> **Work instructions**:
Wherever "below" appears in a line of the listing, that line should be returned.

--- Input for this task ---

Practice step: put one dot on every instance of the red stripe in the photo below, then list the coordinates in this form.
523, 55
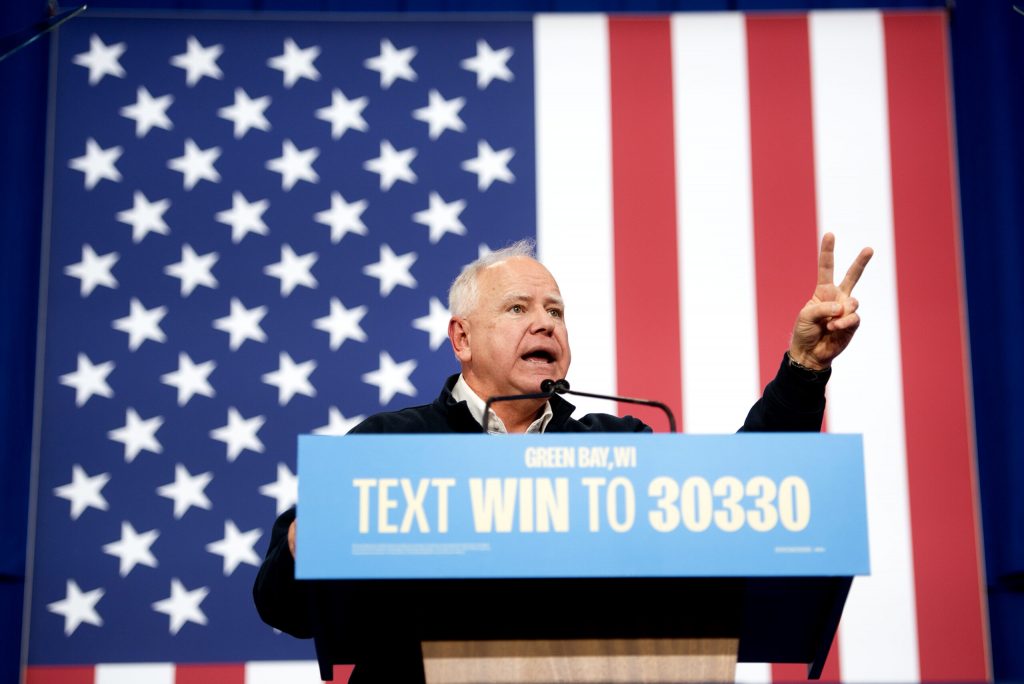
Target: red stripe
785, 232
943, 506
58, 674
644, 194
233, 673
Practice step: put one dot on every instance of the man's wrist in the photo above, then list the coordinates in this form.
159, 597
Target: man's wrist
803, 364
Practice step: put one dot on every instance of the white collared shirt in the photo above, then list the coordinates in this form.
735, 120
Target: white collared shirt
463, 392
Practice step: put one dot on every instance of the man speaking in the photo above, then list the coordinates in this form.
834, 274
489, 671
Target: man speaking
509, 334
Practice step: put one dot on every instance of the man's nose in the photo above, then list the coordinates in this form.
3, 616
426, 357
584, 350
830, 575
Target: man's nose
541, 323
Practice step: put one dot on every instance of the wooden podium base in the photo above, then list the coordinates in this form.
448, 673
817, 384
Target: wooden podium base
576, 660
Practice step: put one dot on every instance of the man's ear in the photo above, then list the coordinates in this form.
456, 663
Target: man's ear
459, 336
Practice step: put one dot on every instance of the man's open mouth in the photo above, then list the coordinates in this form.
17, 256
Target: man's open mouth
539, 356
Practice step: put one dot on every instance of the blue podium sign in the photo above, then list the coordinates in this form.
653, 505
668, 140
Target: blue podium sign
595, 505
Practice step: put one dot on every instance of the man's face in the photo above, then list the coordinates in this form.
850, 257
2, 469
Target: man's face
515, 337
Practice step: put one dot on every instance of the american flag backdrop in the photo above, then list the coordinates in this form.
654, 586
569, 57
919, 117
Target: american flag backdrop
253, 224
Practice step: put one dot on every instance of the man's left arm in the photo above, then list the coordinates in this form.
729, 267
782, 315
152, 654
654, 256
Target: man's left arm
795, 400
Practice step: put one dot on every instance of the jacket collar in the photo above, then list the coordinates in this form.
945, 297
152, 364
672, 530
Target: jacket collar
461, 420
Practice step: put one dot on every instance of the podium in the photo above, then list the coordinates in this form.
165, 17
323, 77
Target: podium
581, 558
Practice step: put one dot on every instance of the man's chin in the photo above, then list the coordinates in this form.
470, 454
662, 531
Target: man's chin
530, 379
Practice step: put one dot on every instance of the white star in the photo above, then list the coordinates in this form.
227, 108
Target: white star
392, 63
182, 605
294, 165
391, 378
137, 434
285, 489
132, 549
291, 378
244, 216
199, 61
196, 165
441, 217
141, 324
186, 490
93, 269
343, 114
392, 269
343, 217
194, 269
434, 324
97, 164
84, 492
148, 112
101, 59
293, 270
242, 324
144, 216
88, 380
240, 433
488, 65
236, 547
392, 165
190, 379
489, 165
342, 324
77, 607
246, 113
337, 424
440, 114
296, 62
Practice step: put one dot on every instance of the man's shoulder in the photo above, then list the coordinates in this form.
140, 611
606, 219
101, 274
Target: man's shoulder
424, 418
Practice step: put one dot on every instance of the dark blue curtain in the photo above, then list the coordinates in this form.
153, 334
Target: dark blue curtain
987, 41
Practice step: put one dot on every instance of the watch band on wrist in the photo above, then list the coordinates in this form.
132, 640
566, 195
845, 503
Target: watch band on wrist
801, 367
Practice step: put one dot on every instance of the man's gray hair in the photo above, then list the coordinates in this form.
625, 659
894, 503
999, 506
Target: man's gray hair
464, 291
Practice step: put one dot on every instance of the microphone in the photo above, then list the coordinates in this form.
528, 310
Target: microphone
562, 387
545, 393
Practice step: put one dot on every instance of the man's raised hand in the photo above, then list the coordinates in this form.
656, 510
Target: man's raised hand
829, 318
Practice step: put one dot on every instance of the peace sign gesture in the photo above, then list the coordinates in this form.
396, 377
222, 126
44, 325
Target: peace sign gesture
828, 319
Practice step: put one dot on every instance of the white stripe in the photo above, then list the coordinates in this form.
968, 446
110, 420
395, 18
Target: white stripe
134, 673
718, 307
573, 194
878, 637
753, 673
274, 672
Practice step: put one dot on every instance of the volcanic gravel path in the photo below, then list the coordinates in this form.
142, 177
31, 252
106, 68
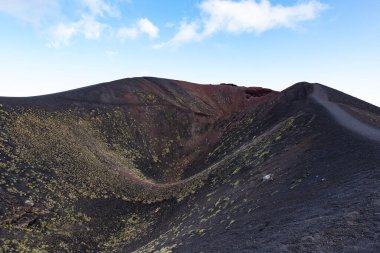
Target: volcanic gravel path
342, 117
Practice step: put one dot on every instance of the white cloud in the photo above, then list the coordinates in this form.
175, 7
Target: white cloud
33, 11
187, 32
142, 26
110, 53
147, 27
244, 16
125, 33
101, 7
87, 26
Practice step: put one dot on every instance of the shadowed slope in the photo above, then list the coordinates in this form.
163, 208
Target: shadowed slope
156, 165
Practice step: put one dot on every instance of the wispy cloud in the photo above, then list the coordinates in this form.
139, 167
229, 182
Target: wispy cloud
147, 27
87, 26
33, 11
142, 26
244, 16
83, 19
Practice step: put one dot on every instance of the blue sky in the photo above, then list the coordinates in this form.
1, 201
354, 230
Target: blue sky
55, 45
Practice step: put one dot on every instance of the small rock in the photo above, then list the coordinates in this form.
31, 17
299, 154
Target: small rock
29, 202
267, 177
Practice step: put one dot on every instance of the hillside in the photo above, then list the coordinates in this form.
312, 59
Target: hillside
157, 165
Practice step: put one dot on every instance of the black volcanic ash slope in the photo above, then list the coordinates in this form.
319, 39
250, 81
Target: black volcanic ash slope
156, 165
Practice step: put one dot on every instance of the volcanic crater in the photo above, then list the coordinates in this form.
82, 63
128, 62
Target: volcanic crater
157, 165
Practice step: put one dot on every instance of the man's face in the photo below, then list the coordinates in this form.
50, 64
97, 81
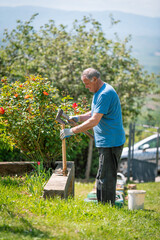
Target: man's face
88, 84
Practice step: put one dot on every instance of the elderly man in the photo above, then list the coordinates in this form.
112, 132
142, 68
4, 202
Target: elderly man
105, 118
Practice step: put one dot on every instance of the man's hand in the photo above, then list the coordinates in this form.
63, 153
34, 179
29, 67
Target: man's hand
74, 118
67, 132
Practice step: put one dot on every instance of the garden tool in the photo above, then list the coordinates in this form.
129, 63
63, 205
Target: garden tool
71, 122
63, 148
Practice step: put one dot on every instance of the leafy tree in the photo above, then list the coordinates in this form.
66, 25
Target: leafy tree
27, 118
61, 55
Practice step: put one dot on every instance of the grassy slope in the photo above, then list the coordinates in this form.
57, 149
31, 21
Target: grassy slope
28, 216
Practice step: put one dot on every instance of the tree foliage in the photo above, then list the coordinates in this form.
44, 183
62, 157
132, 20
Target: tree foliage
27, 118
61, 55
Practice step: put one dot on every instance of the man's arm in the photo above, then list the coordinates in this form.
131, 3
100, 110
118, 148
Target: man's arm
89, 123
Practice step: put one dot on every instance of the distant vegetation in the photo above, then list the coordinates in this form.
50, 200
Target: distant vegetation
60, 55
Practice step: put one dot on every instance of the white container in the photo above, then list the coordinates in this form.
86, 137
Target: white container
136, 199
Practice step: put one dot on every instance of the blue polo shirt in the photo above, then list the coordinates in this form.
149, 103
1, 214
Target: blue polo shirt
109, 132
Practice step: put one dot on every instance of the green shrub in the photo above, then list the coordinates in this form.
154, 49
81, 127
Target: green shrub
27, 114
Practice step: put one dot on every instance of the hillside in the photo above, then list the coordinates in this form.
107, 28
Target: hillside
145, 31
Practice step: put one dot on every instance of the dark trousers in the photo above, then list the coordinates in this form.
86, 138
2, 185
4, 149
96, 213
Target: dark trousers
107, 174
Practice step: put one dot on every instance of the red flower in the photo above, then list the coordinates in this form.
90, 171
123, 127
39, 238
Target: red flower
27, 96
75, 105
2, 111
45, 93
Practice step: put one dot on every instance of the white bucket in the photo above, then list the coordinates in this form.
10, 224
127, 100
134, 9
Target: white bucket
136, 199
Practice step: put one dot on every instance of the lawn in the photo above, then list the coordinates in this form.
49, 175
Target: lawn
24, 214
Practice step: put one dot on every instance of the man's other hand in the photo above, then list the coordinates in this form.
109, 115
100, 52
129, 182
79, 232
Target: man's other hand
67, 132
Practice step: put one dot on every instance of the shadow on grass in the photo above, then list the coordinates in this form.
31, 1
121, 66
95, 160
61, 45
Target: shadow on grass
23, 232
10, 181
23, 229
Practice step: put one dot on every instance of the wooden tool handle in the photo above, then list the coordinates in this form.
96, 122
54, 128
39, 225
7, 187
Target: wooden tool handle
64, 154
86, 132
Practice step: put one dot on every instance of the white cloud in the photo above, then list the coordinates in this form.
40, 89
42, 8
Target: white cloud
141, 7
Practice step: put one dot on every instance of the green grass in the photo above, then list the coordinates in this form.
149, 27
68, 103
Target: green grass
24, 214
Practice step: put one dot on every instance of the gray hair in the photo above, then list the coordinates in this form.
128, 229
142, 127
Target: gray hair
90, 73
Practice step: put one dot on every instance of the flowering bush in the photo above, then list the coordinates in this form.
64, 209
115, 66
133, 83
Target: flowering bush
28, 113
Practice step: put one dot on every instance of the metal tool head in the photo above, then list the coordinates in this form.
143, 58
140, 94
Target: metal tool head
58, 116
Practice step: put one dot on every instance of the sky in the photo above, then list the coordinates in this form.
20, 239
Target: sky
149, 8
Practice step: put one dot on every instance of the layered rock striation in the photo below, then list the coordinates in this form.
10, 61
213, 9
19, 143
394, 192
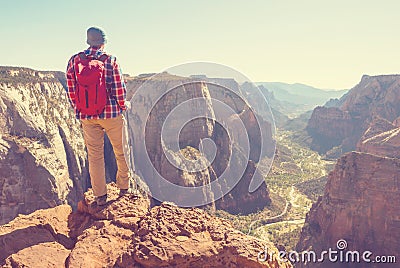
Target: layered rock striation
175, 120
42, 155
340, 128
125, 233
361, 203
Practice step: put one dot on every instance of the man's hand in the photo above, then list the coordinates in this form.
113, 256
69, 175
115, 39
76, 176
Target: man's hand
128, 105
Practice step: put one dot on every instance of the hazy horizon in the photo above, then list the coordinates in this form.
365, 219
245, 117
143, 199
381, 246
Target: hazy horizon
323, 45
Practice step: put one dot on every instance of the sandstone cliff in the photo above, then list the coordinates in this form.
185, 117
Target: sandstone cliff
360, 205
162, 142
42, 156
381, 138
340, 128
125, 233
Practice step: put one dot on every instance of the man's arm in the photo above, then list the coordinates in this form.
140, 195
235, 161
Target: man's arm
119, 88
71, 80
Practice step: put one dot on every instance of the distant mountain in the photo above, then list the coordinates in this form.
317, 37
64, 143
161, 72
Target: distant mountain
306, 96
337, 128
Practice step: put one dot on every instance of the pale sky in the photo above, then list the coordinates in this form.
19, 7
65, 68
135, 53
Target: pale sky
325, 44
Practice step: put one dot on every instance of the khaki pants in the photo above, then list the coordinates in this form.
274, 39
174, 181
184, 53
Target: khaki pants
93, 133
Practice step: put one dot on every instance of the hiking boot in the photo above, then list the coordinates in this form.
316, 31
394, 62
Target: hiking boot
101, 200
129, 192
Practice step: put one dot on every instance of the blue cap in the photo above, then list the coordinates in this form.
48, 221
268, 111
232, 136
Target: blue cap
95, 37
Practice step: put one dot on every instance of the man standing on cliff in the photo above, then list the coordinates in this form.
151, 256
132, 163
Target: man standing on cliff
97, 92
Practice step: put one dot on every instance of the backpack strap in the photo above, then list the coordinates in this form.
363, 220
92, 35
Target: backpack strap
103, 57
82, 55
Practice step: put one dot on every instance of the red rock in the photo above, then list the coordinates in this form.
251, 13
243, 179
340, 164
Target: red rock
381, 139
125, 233
374, 96
361, 204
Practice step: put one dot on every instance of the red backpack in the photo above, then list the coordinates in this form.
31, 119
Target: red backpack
91, 91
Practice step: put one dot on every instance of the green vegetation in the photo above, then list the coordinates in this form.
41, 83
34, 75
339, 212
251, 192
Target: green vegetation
296, 179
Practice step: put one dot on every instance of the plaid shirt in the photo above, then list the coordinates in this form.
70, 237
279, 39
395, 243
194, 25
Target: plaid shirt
117, 93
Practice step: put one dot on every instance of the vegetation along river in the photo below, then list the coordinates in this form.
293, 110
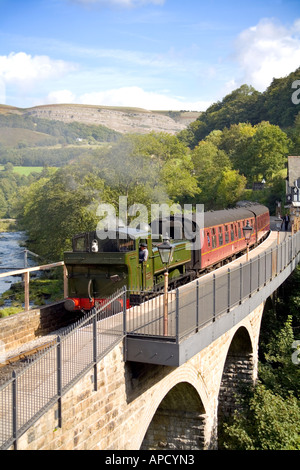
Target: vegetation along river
11, 257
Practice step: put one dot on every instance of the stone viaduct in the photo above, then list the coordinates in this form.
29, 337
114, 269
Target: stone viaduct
144, 405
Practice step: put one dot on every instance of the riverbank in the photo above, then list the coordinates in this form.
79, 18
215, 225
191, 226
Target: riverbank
8, 225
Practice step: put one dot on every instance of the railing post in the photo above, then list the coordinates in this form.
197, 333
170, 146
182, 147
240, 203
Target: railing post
124, 311
250, 285
258, 272
177, 315
214, 297
66, 293
59, 380
265, 268
14, 409
197, 305
228, 284
26, 290
241, 283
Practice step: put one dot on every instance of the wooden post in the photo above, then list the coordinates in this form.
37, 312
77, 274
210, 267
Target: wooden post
26, 289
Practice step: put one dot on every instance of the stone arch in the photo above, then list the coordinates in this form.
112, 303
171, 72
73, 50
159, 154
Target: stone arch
238, 370
179, 421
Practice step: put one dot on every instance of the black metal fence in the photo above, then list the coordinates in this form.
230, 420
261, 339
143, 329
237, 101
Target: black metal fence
200, 302
42, 383
33, 390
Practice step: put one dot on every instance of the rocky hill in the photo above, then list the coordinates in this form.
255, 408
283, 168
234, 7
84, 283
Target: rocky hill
124, 120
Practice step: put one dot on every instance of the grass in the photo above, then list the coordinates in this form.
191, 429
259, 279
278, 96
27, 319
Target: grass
41, 292
12, 136
26, 170
8, 225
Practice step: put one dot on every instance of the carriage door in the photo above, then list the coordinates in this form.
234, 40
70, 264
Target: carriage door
146, 267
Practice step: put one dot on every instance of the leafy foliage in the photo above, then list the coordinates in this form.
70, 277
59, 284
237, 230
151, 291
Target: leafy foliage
269, 415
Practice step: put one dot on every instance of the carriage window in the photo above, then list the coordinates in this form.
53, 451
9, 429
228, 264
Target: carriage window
226, 234
232, 232
126, 245
214, 238
208, 238
79, 243
220, 236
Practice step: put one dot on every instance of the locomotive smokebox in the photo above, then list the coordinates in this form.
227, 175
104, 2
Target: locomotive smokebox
70, 305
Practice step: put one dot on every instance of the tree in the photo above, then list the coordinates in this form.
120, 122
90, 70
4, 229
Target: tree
54, 209
266, 421
267, 152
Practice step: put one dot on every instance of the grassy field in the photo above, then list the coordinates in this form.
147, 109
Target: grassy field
25, 170
12, 136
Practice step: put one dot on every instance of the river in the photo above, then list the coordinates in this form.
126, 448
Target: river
12, 257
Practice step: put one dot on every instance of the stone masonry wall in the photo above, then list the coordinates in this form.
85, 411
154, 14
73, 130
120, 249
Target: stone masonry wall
18, 329
118, 415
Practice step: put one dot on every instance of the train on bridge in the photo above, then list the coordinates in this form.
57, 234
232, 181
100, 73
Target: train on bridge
97, 267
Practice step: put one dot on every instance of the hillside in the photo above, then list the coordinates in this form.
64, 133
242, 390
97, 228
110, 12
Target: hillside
123, 120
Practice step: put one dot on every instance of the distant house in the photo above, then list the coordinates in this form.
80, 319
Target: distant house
293, 180
293, 191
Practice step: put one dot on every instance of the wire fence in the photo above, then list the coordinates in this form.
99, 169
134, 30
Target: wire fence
34, 389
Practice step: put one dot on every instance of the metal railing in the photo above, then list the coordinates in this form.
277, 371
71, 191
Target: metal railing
35, 388
25, 272
193, 306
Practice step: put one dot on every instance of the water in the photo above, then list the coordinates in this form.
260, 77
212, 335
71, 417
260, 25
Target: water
12, 257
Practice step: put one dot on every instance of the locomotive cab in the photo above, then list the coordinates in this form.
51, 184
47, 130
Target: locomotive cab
97, 268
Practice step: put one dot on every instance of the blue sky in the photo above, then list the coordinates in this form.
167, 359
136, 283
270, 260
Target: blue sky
153, 54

---

> **Response**:
Practice step: put one dot on every instance of the red stripe in the photo below, then list the coordinates in this form.
Practice step: put one dot on every instance of the volcanic gravel path in the photo below, then list the coordinates in this form.
Practice step: put one dot on every instance of the man's face in the photo below, then list the coordinates in this form.
Practice step: put one dot on every instance of the layered rock striation in the photo below, then list the coordinates in this form.
Practice step: put one dot on every instance of the vegetation along river in the photo below, then list the coordinates in this form.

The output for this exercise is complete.